* begin Source text *

What does this mean...or more importantly what is the market telling you this means. Mr. Market right now is telling you by today's action that it is a solid move because he is hoping that this helps the mortgage rates to go down. If rates drop, consumers may be more likely to actually repay their loans, decrease the future foreclosures, and maybe even people from spur some consumers to think about taking out loans and buying houses. Who does this help, namely your banks and your and a long shot is the homebuilders.

So remember just awhile ago when I mentioned taking cover and waiting the storm out in safe investments like money markets and treasury investments, well now I am telling you to start reallocating your investments. I am leaning to Financials and Large Caps to benefit from this recent news. Why because as you start to calculate various probabilities, many analysts have reduced the likelihood of a catastrophic financial institution failing. Now don't get me wrong there will be banks that continue to fail but less likely it will be a BIG DOG.

Wednesday, September 03, 2008

Which Direction Is Your Money Moving...

Okay here is the deal at least in my view, NOTHING HAS CHANGED. I am still pretty bearish on the overall market. I believe that it will at best move sideways for awhile. So this calls for a tactic that most people are scared of and that's staying on the sidelines. Yep, just sit back and wait for this collapse of the market to play out. I am still screening stocks but at this point there is so much scrutiny involved that I might as well be sitting on the sidelines myself. I have already told you a few months ago to prepare for battle by repositioning your retirement accounts (401K and IRAs) and brokerage portfolios for the long winter. Some of you may have listened and others just simply ignored my instructions. I have two 401k plans and in my older plan I sold my gains and moved into a defensive position: a money market account. My IRA account offered a better hedged and I moved my gains into Treasury Inflation Protected Securities or TIPS. They offer the current Federal Treasury rates, which are not big returns, but add the rate of inflation to your returns. And its no secret at this point that INFLATION has been picking up for a long time now. Just ask yourself, how much has the price of goods you buy gone up and I bet across the board...you say enough to feel it when you shop. At this point its about wealth preservation until things get better.

* end Source text *
* begin Data listing *

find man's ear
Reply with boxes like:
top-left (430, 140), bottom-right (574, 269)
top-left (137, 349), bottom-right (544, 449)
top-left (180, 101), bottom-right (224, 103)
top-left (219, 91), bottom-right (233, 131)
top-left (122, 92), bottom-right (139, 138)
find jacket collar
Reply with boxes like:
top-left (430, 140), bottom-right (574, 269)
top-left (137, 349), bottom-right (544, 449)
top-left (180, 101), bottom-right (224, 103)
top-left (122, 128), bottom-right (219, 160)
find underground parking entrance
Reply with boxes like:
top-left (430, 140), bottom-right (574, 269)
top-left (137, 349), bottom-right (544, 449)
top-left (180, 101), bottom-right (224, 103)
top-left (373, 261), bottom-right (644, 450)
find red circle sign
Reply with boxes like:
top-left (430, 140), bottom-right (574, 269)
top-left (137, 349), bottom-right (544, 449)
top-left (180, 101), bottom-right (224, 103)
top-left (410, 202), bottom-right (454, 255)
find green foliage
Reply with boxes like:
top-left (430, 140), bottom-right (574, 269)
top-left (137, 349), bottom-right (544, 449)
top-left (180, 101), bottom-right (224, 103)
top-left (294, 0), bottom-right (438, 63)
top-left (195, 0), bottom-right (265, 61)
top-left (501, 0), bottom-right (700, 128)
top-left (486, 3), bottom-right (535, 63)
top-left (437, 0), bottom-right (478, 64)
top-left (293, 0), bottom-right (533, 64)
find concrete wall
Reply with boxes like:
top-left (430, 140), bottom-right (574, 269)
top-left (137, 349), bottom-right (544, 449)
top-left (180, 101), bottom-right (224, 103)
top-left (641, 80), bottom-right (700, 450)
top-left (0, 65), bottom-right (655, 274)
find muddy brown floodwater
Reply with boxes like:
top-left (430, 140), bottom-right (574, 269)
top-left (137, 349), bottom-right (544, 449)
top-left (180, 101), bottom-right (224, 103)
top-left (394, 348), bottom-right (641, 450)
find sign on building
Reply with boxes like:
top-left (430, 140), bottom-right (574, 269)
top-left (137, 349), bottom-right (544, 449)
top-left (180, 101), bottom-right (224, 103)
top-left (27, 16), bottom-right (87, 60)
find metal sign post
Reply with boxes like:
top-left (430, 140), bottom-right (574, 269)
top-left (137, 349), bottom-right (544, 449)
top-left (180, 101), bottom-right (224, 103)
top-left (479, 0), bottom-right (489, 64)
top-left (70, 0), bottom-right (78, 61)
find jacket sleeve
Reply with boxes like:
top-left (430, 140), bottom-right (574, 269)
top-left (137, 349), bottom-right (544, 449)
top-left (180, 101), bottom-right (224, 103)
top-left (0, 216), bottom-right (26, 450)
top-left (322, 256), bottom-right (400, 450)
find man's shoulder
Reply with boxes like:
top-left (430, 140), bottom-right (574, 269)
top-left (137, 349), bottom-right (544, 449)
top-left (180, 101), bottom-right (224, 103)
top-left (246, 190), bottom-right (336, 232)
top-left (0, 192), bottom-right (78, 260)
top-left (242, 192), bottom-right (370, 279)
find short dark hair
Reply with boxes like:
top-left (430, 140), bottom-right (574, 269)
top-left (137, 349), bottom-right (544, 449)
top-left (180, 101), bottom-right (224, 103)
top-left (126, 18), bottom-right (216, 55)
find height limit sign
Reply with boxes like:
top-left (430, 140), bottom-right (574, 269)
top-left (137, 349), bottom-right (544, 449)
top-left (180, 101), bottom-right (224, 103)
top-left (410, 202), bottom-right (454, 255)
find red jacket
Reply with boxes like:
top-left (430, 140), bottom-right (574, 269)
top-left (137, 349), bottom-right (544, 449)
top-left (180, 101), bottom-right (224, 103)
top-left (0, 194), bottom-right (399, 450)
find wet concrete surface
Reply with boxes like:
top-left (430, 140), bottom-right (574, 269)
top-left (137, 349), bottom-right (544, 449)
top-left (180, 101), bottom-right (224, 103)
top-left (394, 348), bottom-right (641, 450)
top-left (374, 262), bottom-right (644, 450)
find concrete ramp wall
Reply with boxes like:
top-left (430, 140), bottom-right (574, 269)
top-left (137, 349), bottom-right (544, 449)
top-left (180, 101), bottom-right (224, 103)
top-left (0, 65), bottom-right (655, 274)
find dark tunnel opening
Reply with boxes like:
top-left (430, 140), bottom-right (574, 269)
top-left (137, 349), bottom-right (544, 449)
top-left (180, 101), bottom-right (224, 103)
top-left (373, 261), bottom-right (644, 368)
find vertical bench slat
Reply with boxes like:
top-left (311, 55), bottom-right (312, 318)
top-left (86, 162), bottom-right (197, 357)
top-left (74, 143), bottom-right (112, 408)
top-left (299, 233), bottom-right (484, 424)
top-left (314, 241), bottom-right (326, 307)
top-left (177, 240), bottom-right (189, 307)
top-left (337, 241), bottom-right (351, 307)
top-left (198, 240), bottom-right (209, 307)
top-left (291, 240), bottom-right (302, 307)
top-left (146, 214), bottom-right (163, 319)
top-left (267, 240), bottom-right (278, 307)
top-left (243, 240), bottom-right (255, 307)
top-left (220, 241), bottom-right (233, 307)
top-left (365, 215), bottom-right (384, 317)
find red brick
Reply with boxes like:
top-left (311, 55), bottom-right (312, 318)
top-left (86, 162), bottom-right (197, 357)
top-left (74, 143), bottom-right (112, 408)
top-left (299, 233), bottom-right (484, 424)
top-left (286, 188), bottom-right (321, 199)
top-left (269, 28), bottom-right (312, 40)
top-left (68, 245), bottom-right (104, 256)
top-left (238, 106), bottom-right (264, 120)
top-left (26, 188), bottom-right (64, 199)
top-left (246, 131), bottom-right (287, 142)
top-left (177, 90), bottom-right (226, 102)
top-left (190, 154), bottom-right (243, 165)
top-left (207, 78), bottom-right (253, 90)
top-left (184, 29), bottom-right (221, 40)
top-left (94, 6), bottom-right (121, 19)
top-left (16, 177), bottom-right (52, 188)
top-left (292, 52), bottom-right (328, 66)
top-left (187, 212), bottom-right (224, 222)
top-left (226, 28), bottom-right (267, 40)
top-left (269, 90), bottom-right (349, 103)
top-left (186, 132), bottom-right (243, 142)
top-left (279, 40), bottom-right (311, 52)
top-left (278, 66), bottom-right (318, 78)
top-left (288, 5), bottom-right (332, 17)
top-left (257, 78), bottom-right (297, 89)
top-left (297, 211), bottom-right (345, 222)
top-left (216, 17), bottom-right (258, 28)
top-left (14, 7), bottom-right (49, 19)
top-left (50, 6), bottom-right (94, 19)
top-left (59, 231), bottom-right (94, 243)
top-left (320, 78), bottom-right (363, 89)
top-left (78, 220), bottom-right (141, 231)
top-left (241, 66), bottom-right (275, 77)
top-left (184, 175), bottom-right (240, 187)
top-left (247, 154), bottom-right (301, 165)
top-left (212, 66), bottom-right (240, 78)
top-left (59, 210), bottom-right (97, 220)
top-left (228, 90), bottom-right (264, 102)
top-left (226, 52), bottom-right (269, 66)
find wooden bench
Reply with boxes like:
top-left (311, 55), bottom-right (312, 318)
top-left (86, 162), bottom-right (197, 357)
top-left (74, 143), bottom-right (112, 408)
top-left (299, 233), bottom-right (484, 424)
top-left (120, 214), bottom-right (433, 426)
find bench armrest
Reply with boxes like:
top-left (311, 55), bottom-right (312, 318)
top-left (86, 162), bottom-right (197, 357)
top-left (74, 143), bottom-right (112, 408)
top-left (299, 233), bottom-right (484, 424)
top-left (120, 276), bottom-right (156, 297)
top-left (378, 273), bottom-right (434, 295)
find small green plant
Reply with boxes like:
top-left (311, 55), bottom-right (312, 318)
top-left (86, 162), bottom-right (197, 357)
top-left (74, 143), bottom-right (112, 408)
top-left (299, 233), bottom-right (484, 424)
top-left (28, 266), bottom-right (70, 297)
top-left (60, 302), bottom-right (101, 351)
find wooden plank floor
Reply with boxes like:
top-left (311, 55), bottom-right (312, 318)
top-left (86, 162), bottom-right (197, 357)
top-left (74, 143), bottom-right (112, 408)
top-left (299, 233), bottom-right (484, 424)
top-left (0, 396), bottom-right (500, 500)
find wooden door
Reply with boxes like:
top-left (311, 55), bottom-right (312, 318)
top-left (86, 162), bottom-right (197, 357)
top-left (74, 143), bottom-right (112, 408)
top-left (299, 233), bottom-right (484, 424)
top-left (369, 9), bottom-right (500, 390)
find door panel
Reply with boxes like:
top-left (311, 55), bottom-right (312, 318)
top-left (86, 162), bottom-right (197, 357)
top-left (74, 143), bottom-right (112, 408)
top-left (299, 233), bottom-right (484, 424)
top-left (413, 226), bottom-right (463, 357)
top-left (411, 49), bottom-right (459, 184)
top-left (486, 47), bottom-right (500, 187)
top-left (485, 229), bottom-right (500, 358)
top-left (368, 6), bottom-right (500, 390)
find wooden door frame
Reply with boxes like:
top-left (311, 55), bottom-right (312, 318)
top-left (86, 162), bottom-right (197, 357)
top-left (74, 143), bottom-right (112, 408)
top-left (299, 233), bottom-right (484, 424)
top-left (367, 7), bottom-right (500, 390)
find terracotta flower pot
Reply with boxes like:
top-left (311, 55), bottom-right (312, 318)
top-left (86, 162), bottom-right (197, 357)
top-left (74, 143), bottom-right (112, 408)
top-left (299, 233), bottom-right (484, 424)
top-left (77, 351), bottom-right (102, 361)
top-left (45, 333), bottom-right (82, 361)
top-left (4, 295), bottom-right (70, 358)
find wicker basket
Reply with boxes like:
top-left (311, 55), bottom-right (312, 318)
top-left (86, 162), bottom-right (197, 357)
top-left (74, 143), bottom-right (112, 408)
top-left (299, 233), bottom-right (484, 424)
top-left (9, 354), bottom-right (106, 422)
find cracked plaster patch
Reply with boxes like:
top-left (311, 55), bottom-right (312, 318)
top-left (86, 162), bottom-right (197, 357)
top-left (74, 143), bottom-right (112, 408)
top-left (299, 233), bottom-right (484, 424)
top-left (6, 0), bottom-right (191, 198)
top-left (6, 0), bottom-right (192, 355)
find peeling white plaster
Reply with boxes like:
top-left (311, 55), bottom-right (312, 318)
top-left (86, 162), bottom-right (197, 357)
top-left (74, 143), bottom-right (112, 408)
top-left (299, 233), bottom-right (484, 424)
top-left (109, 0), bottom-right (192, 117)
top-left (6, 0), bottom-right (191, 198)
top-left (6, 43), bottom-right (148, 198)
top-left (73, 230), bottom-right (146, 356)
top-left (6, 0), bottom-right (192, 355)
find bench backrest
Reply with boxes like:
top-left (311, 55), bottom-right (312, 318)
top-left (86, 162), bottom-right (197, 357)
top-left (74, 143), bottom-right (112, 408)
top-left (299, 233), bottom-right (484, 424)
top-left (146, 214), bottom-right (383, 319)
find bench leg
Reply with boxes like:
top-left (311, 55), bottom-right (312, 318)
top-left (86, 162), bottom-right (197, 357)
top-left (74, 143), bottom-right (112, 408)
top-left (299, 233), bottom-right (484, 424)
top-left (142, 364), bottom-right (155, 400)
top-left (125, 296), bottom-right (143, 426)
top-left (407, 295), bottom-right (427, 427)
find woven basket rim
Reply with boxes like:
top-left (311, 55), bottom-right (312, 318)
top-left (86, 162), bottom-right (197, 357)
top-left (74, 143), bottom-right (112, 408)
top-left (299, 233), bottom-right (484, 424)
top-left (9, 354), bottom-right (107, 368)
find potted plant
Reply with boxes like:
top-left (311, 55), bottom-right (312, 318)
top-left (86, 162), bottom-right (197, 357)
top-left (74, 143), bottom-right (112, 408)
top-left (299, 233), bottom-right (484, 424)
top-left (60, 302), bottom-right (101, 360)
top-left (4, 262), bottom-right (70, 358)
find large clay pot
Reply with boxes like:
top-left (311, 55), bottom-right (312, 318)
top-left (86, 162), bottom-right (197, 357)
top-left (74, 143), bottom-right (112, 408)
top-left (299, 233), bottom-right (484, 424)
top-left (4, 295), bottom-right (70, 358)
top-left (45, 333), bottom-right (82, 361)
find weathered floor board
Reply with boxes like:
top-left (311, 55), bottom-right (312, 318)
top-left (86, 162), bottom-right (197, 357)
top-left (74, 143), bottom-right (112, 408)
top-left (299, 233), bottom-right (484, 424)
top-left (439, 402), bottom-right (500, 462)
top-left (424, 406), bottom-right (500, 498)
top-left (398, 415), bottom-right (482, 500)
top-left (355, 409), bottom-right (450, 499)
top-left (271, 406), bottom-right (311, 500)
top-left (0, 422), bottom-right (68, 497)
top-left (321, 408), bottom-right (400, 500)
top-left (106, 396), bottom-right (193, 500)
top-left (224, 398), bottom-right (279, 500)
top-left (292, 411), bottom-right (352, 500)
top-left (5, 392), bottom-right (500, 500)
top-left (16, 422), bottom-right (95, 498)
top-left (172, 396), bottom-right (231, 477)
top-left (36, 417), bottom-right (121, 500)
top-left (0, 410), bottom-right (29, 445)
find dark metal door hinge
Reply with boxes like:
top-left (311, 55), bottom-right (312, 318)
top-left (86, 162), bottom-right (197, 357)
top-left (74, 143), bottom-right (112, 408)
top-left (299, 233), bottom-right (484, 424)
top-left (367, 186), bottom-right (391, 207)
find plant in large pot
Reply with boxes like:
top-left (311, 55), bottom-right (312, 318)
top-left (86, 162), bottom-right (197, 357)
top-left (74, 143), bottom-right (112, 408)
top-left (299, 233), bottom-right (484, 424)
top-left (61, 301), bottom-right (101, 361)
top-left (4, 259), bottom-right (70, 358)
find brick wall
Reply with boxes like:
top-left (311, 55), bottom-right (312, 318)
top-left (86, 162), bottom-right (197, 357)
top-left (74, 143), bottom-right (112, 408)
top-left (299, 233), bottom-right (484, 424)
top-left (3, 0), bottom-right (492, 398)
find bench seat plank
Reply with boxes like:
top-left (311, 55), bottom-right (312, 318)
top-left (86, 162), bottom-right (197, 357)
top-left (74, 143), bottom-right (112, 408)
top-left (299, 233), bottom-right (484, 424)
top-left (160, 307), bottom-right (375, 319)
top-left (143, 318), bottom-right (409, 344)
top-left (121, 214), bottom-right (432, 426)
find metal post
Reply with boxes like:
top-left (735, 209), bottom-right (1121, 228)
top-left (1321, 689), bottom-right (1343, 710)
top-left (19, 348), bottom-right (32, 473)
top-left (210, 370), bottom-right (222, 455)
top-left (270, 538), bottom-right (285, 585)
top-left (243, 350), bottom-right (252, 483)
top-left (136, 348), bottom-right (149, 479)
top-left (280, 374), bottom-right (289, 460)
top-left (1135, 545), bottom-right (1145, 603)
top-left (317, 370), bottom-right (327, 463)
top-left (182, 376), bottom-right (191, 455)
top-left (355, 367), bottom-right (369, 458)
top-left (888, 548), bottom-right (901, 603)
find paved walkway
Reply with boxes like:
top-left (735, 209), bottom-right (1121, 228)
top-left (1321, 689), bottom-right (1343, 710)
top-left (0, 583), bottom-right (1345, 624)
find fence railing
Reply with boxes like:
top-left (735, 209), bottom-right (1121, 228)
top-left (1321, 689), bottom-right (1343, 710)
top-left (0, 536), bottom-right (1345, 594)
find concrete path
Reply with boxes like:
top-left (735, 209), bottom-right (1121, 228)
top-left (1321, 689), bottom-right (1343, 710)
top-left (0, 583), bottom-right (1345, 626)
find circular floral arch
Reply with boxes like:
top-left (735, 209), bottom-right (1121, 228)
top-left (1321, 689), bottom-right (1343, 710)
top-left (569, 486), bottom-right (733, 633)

* end Data listing *

▶ Written problem
Write out everything from "So remember just" down to "Your Money Moving..." in the market commentary above, word for word.

▶ Answer to the exercise
So remember just awhile ago when I mentioned taking cover and waiting the storm out in safe investments like money markets and treasury investments, well now I am telling you to start reallocating your investments. I am leaning to Financials and Large Caps to benefit from this recent news. Why because as you start to calculate various probabilities, many analysts have reduced the likelihood of a catastrophic financial institution failing. Now don't get me wrong there will be banks that continue to fail but less likely it will be a BIG DOG.

Wednesday, September 03, 2008

Which Direction Is Your Money Moving...